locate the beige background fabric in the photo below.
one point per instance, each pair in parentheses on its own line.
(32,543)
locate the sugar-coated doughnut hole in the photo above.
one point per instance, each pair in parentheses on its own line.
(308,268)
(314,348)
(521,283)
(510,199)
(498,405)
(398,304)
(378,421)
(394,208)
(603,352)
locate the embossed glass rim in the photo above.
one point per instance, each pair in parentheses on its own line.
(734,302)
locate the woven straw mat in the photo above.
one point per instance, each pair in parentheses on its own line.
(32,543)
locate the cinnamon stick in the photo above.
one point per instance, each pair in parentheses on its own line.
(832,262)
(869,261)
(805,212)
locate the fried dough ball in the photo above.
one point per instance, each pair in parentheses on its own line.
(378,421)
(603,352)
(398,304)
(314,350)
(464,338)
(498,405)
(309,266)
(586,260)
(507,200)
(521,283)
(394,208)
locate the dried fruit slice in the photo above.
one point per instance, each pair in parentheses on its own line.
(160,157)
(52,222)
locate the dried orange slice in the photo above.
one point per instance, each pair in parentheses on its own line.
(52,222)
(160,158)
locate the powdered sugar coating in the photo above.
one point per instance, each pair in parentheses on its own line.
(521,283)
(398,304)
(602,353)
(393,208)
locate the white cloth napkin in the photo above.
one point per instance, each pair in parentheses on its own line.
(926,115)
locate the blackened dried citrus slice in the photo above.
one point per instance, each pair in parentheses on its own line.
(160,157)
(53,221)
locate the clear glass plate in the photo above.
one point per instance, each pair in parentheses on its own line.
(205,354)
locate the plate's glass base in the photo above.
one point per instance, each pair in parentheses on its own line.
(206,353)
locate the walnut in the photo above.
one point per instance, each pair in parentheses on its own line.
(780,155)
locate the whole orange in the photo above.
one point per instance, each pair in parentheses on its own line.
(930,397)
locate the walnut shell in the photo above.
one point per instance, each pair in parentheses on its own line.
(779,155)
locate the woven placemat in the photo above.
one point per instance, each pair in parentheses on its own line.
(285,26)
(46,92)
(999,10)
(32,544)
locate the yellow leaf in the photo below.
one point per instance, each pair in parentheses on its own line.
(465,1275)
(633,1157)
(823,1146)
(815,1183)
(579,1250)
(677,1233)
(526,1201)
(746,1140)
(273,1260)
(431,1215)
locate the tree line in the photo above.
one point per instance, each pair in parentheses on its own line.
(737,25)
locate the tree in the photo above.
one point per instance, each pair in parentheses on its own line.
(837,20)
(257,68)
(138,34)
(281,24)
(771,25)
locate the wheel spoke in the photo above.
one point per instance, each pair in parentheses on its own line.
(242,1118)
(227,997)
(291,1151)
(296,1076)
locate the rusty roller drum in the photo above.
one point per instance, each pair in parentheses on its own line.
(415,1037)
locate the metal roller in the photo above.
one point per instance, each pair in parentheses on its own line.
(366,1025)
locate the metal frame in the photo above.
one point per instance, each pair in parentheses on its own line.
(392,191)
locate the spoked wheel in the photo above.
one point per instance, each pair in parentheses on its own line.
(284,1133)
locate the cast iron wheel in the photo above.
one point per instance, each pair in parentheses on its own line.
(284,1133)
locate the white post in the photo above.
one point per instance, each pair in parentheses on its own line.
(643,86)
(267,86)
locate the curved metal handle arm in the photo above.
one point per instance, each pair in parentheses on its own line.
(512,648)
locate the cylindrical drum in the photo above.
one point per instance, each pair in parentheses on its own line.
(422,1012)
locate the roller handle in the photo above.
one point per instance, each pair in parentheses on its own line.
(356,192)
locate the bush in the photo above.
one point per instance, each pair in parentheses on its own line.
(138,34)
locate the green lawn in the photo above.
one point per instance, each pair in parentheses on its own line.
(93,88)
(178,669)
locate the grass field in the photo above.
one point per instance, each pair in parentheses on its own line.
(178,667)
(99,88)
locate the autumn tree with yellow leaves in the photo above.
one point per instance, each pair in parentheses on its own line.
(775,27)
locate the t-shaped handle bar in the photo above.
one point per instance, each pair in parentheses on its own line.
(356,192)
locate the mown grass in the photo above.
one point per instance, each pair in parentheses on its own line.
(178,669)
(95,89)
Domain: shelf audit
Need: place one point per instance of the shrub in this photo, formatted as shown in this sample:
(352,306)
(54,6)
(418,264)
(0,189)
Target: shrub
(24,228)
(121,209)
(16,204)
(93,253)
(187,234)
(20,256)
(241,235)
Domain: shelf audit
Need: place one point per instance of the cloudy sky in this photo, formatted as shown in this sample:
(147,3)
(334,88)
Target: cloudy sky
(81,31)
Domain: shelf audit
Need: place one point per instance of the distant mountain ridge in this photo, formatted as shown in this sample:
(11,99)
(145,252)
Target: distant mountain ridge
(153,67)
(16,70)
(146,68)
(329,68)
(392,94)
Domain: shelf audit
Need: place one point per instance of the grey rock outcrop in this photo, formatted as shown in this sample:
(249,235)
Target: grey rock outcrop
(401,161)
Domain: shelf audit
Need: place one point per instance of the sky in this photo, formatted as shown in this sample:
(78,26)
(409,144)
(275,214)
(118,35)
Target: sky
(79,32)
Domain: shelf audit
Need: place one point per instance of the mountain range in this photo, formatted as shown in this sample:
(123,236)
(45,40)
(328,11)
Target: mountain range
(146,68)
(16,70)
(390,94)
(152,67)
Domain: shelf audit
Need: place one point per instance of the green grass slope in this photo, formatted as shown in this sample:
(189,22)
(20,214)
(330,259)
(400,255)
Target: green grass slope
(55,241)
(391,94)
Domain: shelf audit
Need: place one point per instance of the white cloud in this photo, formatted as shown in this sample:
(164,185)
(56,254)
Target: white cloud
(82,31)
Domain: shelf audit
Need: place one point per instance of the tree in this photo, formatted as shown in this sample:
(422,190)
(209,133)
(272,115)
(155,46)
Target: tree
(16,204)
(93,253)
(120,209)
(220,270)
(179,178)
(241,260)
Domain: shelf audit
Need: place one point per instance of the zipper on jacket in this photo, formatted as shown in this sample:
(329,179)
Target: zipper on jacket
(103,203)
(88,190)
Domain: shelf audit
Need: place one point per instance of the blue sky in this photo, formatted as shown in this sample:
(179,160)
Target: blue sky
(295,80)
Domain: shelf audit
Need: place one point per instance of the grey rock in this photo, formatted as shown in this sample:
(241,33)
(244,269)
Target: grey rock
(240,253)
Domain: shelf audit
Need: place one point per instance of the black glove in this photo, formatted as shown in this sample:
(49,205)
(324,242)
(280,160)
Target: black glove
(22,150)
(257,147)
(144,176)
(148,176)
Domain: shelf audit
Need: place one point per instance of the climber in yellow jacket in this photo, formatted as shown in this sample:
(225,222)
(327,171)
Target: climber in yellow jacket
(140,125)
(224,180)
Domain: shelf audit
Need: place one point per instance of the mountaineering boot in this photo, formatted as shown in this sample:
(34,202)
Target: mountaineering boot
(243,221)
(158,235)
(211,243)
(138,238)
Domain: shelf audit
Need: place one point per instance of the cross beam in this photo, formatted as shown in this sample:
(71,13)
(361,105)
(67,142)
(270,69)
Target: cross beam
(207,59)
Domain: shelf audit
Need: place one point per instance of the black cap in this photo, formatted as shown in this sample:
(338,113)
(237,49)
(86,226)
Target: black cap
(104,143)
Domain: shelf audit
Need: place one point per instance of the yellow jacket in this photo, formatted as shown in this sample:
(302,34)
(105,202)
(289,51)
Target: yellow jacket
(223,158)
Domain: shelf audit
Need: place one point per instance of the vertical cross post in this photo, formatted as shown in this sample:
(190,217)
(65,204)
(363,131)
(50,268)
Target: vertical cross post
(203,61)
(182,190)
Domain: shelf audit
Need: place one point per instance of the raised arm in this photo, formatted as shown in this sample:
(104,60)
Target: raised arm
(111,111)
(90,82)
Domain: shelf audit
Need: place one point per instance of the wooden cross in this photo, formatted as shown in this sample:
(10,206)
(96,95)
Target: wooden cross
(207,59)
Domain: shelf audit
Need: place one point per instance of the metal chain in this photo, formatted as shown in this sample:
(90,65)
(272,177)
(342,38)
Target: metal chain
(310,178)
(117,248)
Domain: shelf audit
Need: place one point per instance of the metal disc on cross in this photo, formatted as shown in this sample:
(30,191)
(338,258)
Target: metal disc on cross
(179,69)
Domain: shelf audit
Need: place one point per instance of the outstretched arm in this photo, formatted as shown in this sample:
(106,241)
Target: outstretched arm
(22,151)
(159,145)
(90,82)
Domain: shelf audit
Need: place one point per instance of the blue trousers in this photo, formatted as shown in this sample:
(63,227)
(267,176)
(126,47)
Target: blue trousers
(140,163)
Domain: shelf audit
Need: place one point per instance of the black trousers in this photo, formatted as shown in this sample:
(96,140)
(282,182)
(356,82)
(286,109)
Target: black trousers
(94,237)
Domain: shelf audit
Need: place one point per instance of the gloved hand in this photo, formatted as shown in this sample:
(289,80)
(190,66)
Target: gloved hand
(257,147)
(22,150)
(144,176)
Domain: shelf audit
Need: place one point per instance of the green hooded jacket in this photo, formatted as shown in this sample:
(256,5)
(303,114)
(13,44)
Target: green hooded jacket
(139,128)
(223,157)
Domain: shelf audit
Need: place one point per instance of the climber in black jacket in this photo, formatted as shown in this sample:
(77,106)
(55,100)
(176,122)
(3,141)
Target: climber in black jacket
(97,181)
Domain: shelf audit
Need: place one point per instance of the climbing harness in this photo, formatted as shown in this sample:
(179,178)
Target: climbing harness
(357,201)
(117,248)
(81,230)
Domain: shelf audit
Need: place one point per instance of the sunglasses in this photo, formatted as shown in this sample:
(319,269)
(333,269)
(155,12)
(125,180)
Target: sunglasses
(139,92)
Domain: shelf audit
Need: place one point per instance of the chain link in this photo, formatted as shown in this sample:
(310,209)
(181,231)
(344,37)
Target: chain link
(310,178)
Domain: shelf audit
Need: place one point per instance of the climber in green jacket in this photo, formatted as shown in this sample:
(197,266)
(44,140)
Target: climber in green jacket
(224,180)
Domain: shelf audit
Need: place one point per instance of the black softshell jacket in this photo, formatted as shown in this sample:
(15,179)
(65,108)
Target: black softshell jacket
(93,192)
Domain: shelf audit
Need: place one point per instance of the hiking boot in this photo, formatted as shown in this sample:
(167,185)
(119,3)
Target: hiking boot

===============

Task goal: I'd like an exact copy of the lines above, from the very first one through the line that contains "locate the woven placemat in the photo above.", with nothing else added.

Your solution:
locate the beige background fabric in the photo below.
one point per instance, each pair in parentheses on its own line.
(32,543)
locate the sugar-coated doughnut hole in the photo above.
one point per instance, each pair in parentheses on its own line.
(308,268)
(314,348)
(521,283)
(510,199)
(498,405)
(398,304)
(378,421)
(394,208)
(603,352)
locate the embossed glass rim in the photo above.
one point per instance, each pair in parentheses on its own line.
(734,302)
locate the woven straw mat in the photo above.
one point per instance, each pair in parentheses on its own line.
(32,543)
locate the cinnamon stick in the photo above.
one point per instance, each pair in parentheses on its own line.
(832,262)
(869,261)
(805,212)
locate the fried dough ball in the photo above.
one point per instance, each pair in parentheses on its own line.
(378,421)
(603,352)
(398,304)
(314,350)
(464,338)
(498,405)
(309,266)
(586,260)
(507,200)
(521,283)
(394,208)
locate the dried fruit slice in the photo above.
one point per instance, each pair in parentheses on its own line.
(160,157)
(52,222)
locate the dried orange slice in the photo above.
one point per instance, each pair in parentheses on its own line.
(52,222)
(160,158)
locate the powdered sugar coating in the photo above.
one point per instance, each pair in parentheses on its own line.
(521,283)
(398,304)
(602,353)
(393,208)
locate the white cloth napkin in the photo above.
one point per instance, each pair in parentheses on its own line.
(926,115)
locate the blackened dried citrus slice in the photo above.
one point per instance, each pair in parentheses on its own line.
(160,157)
(53,221)
locate the clear glass plate in the photo above.
one point per instance, each pair in parentheses on its own line.
(205,354)
locate the plate's glass base in the photo above.
one point per instance, each pair in parentheses on its own line.
(206,353)
locate the walnut in the photo above.
one point per instance, each pair in parentheses on its own line.
(780,155)
locate the whole orange in the photo above.
one point per instance, each pair in parentheses on its own line.
(930,397)
locate the walnut shell in the photo above.
one point per instance, each pair in parentheses on its own line.
(779,155)
locate the woven placemat in the photo above.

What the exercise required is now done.